_WHAT YOU SHOULD DO_
Take the line that contains "In this exercise you will indicate the grassy" as the first line and the last line of the material below as the final one; reproduce exactly the lines between, inclusive.

_Source records_

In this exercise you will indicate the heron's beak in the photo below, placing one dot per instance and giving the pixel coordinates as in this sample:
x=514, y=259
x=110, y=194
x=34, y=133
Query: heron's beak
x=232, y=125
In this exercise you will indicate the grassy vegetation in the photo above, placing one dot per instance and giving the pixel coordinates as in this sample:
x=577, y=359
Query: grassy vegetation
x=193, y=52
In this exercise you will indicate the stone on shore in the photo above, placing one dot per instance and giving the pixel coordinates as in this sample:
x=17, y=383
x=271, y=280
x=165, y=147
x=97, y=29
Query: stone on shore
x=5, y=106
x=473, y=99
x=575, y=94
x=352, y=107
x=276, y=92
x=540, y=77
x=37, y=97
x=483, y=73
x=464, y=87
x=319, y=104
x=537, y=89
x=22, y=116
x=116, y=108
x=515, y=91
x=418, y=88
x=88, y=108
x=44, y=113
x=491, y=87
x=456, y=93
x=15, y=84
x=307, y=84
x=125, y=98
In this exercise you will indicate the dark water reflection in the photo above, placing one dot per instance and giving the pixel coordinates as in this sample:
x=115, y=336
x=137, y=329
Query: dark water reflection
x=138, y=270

_ANSWER IN FULL_
In this exercise you will indicate the grassy vegetation in the photo above, placing one dot per instance and giving the pixel coordinates as in this sample:
x=577, y=359
Query: grassy vegetation
x=193, y=52
In this exercise you will indicate the stone on shore in the photo above, placing one dot per instance and giving the pixel coordinates as in this sample:
x=17, y=383
x=271, y=280
x=165, y=147
x=97, y=29
Query: stone on shore
x=5, y=106
x=473, y=99
x=575, y=94
x=352, y=107
x=276, y=92
x=540, y=77
x=37, y=97
x=483, y=73
x=464, y=87
x=319, y=104
x=537, y=89
x=22, y=116
x=116, y=108
x=515, y=91
x=418, y=88
x=88, y=108
x=44, y=113
x=491, y=87
x=456, y=93
x=15, y=84
x=307, y=84
x=125, y=98
In this exercise you will indicate the dark water reflection in the photo above, placing one dot per instance and giving the pixel coordinates as in this sample:
x=115, y=336
x=137, y=329
Query: dark water reflection
x=138, y=270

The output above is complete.